Your instructions
Please report how many lines below contain "apartment", writing nothing except the number.

(Natural-language object grounding data)
▼▼▼

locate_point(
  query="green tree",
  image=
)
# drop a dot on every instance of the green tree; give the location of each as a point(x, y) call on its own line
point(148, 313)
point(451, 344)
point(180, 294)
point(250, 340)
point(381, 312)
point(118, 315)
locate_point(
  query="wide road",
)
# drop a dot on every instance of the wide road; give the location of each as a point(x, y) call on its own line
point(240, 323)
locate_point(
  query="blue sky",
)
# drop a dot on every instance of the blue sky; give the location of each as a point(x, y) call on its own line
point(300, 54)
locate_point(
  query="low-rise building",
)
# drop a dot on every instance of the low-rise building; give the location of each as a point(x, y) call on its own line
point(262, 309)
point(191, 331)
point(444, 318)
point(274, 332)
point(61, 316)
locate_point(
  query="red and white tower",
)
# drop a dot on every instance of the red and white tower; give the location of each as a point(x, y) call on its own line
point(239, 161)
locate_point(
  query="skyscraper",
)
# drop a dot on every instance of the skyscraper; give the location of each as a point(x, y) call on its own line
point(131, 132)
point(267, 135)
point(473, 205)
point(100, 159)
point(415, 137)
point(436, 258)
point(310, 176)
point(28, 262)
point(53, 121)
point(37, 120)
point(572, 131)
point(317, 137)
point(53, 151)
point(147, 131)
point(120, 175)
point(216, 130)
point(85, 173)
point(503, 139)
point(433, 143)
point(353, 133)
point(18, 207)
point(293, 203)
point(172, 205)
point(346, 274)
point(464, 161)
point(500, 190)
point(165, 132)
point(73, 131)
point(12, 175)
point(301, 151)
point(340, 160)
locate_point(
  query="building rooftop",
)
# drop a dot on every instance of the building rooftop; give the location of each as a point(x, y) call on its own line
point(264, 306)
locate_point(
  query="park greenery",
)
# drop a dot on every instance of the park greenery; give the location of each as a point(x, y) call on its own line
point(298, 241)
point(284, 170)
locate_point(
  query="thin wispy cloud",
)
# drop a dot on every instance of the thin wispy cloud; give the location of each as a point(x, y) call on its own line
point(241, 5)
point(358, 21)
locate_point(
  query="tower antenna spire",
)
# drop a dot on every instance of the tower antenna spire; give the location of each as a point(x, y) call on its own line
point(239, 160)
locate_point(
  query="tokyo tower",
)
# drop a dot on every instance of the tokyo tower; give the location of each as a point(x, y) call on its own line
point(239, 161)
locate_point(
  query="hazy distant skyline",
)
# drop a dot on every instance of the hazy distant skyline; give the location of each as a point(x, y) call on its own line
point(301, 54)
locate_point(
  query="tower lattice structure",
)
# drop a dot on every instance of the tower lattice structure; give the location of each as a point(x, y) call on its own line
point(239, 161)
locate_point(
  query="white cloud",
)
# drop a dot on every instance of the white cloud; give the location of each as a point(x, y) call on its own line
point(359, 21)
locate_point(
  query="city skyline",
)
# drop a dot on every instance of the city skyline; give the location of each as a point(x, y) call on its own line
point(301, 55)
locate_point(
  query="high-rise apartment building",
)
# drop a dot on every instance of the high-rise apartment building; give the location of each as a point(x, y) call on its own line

▲▲▲

Task result
2